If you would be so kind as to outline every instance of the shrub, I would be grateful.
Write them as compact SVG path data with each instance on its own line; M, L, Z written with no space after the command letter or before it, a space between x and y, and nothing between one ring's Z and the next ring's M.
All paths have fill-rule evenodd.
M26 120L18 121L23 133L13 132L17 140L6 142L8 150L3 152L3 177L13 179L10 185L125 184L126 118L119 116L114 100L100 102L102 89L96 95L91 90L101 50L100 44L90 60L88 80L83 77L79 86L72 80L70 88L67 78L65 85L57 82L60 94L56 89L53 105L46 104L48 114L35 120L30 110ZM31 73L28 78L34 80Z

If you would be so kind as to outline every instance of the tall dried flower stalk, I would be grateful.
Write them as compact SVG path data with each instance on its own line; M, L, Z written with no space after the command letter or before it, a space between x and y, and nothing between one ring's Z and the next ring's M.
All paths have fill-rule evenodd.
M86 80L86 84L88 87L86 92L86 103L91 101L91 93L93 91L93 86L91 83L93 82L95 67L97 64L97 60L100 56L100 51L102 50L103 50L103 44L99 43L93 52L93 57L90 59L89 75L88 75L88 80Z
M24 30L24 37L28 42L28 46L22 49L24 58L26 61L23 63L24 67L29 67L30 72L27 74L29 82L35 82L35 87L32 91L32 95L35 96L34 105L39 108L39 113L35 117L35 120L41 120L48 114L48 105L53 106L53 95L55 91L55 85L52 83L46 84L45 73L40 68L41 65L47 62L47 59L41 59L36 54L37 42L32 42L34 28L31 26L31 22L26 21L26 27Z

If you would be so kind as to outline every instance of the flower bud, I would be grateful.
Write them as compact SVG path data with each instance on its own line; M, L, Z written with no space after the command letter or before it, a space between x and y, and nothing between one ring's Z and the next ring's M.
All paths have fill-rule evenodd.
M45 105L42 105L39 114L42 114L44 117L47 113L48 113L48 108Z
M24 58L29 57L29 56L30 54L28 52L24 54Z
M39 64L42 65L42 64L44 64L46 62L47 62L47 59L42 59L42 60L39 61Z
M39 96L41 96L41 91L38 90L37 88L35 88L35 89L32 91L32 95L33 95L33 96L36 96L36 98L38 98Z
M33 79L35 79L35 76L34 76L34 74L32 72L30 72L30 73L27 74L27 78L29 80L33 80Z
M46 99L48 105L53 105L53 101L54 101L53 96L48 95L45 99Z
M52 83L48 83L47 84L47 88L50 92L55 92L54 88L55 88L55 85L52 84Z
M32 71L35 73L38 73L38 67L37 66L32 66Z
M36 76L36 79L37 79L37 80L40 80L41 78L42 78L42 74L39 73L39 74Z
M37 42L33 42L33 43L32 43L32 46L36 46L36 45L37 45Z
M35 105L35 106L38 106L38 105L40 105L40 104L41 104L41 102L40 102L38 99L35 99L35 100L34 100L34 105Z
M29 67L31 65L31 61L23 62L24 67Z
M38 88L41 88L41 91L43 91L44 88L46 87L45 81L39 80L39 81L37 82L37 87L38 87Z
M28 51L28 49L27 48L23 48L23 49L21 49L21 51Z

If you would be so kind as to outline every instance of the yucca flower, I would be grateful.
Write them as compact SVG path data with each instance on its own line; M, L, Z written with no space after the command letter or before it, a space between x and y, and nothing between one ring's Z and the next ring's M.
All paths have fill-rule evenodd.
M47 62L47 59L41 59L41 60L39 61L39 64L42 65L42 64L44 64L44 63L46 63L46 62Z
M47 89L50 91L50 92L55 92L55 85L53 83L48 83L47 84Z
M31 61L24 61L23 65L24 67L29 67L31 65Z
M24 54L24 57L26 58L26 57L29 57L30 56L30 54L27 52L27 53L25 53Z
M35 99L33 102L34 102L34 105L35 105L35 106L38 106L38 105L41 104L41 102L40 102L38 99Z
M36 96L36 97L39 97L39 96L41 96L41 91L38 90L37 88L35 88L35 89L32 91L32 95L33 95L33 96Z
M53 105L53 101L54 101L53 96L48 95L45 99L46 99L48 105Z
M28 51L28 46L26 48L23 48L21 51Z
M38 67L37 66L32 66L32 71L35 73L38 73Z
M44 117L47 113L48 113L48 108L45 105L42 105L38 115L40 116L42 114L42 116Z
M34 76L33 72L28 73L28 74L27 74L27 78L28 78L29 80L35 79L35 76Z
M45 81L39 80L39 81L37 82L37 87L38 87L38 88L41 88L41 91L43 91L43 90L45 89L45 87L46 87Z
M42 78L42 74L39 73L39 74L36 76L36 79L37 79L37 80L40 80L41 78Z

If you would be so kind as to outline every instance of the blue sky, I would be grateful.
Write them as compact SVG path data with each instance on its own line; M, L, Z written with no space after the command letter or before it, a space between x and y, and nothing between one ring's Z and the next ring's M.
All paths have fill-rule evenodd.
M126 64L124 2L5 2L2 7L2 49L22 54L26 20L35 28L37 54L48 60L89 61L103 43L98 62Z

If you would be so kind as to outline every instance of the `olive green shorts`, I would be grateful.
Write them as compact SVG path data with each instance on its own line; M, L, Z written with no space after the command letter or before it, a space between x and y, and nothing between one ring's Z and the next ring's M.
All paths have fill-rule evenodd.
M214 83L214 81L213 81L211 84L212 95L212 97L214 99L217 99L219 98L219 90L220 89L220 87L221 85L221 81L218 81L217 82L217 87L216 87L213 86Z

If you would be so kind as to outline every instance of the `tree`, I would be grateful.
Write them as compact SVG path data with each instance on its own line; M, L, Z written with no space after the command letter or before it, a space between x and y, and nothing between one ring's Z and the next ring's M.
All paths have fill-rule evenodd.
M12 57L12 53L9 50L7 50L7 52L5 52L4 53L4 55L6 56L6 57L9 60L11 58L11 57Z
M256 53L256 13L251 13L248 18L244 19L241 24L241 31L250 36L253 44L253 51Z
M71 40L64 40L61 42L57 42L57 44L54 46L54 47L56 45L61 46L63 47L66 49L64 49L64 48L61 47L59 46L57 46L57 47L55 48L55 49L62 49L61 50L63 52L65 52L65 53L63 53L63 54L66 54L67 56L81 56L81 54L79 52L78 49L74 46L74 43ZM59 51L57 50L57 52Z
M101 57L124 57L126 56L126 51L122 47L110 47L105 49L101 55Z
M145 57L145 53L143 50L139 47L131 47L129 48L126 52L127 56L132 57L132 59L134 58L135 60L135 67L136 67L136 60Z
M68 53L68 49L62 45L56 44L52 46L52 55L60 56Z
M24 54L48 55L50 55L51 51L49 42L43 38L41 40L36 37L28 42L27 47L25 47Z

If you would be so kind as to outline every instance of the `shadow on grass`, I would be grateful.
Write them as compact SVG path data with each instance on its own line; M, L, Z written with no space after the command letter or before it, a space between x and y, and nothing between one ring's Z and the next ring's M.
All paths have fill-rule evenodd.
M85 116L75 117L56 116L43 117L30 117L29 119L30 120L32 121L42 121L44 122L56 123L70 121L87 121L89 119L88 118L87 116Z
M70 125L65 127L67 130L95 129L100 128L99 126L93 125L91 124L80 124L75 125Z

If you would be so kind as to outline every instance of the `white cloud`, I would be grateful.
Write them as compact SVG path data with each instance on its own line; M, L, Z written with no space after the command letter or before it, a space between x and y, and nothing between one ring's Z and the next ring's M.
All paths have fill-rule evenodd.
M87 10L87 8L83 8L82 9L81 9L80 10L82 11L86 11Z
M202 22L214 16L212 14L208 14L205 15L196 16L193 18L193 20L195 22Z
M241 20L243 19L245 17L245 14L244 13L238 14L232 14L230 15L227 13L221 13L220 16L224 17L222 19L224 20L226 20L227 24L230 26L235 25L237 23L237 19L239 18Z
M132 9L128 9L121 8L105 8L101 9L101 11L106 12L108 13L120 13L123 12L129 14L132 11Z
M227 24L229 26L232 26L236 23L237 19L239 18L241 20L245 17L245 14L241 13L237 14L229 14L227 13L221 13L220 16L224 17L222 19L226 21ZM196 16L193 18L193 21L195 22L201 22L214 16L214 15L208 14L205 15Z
================
● **Tarea pendiente**: Reformula como CSV de dos columnas, texto y respuesta, el material que va desde el principio hasta la línea con "M26 120L18 121L23", esta incluida. Cada fila debe llevar un texto con su respuesta, cada uno en un único campo entre comillas y con los saltos de línea cambiados por espacios.

● **En respuesta**:
texto,respuesta
"If you would be so kind as to outline every instance of the shrub, I would be grateful. Write them as compact SVG path data with each instance on its own line; M, L, Z written with no space after the command letter or before it, a space between x and y, and nothing between one ring's Z and the next ring's M. All paths have fill-rule evenodd.","M26 120L18 121L23 133L13 132L17 140L6 142L8 150L3 152L3 177L13 179L10 185L125 184L126 118L119 116L114 100L100 102L102 89L96 95L91 90L101 50L100 44L90 60L88 80L83 77L79 86L72 80L70 88L67 78L65 85L57 82L60 94L56 89L53 105L46 104L48 114L35 120L30 110ZM31 73L28 78L34 80Z"